╭─ Tekstfragment

Prinsen durft dat contact wel aan te gaan, bang is hij hooguit
voor teken die uit de loofbomen zouden kunnen vallen. De stoeltjes
markeren de ruimte, het speelveld van de ontmoeting. Zijn open
gezicht, nieuwsgierige ogen en oprechte interesse zijn goedgeoliede
instrumenten. Niet dat een praatje altijd op gang komt: lastig
is het bijvoorbeeld als man of vrouw verderop staat te wachten
met een volle boodschappentas. Maar ook komt het voor dat de gesprekspartner
opeens met betraande ogen tegenover hem zit. Dat een gezellig
Práatje over vandaag de dag zomaar een biecht wordt, in
de open lucht. Therapeutisch of verlichtend.

╰─
╭─ Inhoud dataset

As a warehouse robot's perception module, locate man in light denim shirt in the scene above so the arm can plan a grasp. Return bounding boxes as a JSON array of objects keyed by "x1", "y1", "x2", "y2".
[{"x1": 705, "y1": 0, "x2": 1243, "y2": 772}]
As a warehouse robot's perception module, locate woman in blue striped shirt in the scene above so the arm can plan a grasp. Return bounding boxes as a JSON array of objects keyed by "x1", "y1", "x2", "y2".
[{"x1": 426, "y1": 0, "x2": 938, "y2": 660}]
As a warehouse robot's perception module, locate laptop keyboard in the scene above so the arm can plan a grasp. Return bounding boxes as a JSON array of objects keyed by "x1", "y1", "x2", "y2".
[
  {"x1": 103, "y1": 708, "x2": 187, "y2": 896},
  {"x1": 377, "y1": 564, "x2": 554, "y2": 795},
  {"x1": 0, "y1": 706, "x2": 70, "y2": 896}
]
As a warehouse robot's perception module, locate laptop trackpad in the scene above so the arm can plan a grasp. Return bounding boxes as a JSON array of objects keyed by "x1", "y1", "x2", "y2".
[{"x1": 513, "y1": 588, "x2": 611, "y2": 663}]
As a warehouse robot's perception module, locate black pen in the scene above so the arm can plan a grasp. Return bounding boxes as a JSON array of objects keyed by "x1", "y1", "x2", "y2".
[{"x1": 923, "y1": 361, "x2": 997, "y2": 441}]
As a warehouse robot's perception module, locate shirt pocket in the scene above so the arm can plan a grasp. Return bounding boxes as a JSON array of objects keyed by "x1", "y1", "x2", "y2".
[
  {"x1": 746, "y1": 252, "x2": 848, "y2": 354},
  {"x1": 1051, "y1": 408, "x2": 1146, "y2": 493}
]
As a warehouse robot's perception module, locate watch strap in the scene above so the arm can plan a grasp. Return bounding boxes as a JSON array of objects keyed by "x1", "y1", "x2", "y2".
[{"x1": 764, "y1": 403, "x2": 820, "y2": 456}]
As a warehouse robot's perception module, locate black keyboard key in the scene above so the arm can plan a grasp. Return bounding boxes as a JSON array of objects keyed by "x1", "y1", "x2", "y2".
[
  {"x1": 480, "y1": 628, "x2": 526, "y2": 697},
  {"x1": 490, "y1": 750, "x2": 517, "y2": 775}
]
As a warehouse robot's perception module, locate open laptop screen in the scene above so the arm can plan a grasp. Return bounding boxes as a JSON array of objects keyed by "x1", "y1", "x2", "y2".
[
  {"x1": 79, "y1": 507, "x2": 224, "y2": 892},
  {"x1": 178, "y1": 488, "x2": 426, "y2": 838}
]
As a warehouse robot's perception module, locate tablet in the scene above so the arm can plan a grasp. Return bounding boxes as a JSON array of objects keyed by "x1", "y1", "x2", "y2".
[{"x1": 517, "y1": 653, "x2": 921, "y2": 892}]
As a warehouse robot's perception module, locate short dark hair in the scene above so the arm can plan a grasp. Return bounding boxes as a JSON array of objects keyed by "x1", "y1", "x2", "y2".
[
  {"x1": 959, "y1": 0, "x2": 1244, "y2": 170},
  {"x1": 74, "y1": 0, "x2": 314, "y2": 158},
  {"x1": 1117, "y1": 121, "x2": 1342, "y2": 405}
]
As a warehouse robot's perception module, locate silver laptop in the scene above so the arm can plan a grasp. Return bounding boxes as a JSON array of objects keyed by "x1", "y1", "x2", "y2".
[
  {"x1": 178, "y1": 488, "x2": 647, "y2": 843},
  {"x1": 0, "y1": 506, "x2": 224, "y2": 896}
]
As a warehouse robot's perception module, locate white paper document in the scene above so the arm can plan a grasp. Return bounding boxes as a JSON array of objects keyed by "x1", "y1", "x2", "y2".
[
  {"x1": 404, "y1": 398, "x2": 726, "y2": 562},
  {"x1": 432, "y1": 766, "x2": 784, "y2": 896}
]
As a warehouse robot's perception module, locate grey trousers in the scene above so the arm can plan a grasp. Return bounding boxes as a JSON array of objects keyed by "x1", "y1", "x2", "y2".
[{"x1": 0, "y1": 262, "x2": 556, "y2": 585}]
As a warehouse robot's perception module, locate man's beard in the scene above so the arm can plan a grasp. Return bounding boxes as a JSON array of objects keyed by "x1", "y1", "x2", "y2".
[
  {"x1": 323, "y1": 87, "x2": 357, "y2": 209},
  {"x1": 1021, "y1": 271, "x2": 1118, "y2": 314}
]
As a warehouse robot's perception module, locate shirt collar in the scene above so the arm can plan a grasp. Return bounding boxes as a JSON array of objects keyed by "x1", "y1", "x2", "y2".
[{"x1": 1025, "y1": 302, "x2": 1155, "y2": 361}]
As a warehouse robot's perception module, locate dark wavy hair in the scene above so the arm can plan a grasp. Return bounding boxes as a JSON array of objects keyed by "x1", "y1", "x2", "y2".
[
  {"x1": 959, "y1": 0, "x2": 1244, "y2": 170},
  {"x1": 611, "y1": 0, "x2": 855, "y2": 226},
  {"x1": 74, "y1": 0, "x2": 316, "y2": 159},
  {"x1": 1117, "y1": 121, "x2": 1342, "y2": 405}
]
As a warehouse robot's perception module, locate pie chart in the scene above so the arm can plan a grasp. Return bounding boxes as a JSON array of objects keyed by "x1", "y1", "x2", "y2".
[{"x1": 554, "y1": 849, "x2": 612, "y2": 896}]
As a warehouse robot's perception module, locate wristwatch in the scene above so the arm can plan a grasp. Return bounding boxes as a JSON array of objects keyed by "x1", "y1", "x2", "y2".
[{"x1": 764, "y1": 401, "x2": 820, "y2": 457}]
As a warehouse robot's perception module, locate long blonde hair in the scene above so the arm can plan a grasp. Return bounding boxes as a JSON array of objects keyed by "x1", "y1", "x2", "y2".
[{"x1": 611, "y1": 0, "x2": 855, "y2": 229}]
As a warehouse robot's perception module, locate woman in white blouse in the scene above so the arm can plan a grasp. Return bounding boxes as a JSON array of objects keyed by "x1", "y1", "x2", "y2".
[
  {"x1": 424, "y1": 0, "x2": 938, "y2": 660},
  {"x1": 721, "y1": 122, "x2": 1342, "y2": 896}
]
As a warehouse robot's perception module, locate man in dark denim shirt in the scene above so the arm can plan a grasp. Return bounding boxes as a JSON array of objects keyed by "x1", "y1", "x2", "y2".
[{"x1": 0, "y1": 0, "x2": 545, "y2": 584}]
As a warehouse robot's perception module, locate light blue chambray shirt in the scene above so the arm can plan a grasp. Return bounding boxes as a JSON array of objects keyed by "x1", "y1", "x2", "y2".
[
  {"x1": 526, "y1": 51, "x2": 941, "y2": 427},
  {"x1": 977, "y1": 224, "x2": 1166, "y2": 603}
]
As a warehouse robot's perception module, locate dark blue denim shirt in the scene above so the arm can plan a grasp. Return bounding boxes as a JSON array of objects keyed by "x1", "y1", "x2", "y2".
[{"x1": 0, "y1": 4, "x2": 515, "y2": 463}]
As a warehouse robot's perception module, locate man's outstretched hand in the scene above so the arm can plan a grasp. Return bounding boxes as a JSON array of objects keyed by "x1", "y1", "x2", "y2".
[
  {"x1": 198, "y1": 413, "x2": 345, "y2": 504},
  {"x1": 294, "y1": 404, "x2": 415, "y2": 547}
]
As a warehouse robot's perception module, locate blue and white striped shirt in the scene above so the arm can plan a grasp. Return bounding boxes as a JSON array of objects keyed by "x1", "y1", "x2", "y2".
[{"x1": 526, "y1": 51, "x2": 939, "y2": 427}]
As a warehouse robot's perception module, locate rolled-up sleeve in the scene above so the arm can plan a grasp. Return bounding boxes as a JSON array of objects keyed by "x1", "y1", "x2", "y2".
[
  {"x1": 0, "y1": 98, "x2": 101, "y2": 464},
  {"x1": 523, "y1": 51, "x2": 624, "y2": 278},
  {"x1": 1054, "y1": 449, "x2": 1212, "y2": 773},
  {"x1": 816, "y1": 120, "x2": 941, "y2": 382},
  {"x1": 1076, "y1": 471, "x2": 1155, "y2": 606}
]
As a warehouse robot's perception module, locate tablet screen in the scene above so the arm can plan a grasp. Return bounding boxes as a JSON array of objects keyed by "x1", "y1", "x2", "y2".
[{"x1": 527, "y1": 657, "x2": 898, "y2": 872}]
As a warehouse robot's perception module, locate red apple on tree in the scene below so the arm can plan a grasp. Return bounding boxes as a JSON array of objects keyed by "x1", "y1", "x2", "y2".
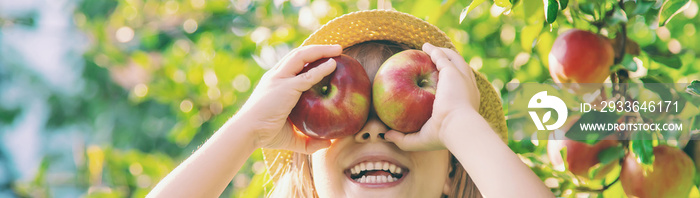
[
  {"x1": 547, "y1": 116, "x2": 620, "y2": 179},
  {"x1": 289, "y1": 55, "x2": 372, "y2": 139},
  {"x1": 549, "y1": 29, "x2": 615, "y2": 92},
  {"x1": 620, "y1": 145, "x2": 696, "y2": 198},
  {"x1": 547, "y1": 138, "x2": 619, "y2": 179},
  {"x1": 372, "y1": 50, "x2": 438, "y2": 133}
]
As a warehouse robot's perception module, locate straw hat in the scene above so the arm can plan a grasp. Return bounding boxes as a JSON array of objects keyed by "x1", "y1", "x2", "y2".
[{"x1": 263, "y1": 10, "x2": 508, "y2": 181}]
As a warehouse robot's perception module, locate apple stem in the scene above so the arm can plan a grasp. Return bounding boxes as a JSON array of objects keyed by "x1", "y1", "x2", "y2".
[
  {"x1": 321, "y1": 85, "x2": 328, "y2": 96},
  {"x1": 612, "y1": 0, "x2": 627, "y2": 64},
  {"x1": 576, "y1": 176, "x2": 620, "y2": 193},
  {"x1": 418, "y1": 78, "x2": 429, "y2": 87}
]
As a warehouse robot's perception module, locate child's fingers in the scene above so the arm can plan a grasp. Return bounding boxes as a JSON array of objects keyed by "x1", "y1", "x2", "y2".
[
  {"x1": 294, "y1": 59, "x2": 336, "y2": 92},
  {"x1": 423, "y1": 43, "x2": 454, "y2": 71},
  {"x1": 279, "y1": 45, "x2": 343, "y2": 75}
]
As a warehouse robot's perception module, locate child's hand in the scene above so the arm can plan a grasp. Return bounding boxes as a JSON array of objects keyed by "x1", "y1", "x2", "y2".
[
  {"x1": 236, "y1": 45, "x2": 342, "y2": 153},
  {"x1": 386, "y1": 43, "x2": 479, "y2": 151}
]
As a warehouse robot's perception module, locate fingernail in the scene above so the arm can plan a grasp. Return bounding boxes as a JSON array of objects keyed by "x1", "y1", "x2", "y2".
[{"x1": 321, "y1": 58, "x2": 335, "y2": 66}]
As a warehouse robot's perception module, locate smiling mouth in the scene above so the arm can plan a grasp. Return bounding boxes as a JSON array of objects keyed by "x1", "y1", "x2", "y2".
[{"x1": 345, "y1": 161, "x2": 408, "y2": 184}]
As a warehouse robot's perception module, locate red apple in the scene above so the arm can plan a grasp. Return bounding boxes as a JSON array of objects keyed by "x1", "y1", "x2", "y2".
[
  {"x1": 547, "y1": 138, "x2": 619, "y2": 179},
  {"x1": 620, "y1": 145, "x2": 695, "y2": 198},
  {"x1": 289, "y1": 55, "x2": 372, "y2": 139},
  {"x1": 549, "y1": 29, "x2": 615, "y2": 91},
  {"x1": 547, "y1": 116, "x2": 620, "y2": 180},
  {"x1": 372, "y1": 50, "x2": 438, "y2": 133}
]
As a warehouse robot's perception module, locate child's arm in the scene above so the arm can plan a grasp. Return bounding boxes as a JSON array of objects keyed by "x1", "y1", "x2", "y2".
[
  {"x1": 386, "y1": 43, "x2": 553, "y2": 197},
  {"x1": 148, "y1": 45, "x2": 342, "y2": 197}
]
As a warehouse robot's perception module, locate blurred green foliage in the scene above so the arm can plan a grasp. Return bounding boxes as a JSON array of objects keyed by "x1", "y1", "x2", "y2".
[{"x1": 0, "y1": 0, "x2": 700, "y2": 197}]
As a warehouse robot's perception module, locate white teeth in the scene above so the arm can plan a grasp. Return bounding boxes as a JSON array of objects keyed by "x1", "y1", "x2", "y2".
[{"x1": 355, "y1": 175, "x2": 398, "y2": 184}]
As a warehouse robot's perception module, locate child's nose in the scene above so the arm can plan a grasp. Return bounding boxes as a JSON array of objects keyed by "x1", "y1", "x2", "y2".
[{"x1": 355, "y1": 118, "x2": 389, "y2": 143}]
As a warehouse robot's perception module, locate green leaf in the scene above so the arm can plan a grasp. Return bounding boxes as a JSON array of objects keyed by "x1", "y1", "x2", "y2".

╰─

Opdrachten =>
A. Waar is Prinsen volgens het tekstfragment over hem hooguit bang voor?
B. Schrijf het tekstfragment over Prinsen verder, vanaf de zin na de laatste zin.
De lijst is los materiaal en hoort niet bij het tekstfragment.

Antwoorden op volgorde =>
A. Voor teken die uit de loofbomen zouden kunnen vallen.

B.
´Goh, moet ik opeens praten, dat doe ik normaal nooit. Ik
luister altijd alleen maar´, hoort Prinsen wel eens. ,,Dan
komen er dingen boven die nooit hardop zijn uitgesproken.'' Een
jongen die met een vriendengroep op pad is, vertelde dat het niet
zijn soort vrienden zijn. Hij voelt zich niet thuis in de groep,
maar het alternatief, alleen zijn, bevalt nog minder. Een vrouw
ziet haar kind niet meer, schoonzus houdt haar tegen, oma is betrokken,
en hoe het weer goed komt weet ze niet. ,,Ondertussen komen drie
andere kinderen aandacht tekort doordat moeder zich op het verloren
kind richt. ,,Het goede lijdt altijd onder het kwade.''
Prinsen probeert een gevoel te krijgen voor deze tijd. ,,Ik zoek
nieuwe tendensen, om die weer een vorm te geven. Wat leeft er,
wat houdt mensen bezig, wat vinden ze belangrijk. Dat velen het
gesprek aangaan, bewijst dat er behoefte aan is." Hij hoort persoonlijke
verhalen en zoektochten van mensen die niet weten wat ze willen,
met hun werk, of met hun leven. ,,Individu, maatschappij, mensheid,
wereldorde, of nog hoger, spiritualiteit, algemene verbondenheid...
Ik zie het leven als een totaal, het moet compleet zijn.'' Interessant
vindt hij het punt waarop spiritualiteit en westers gedachtengoed
elkaar kruizen, en kunnen samenzijn.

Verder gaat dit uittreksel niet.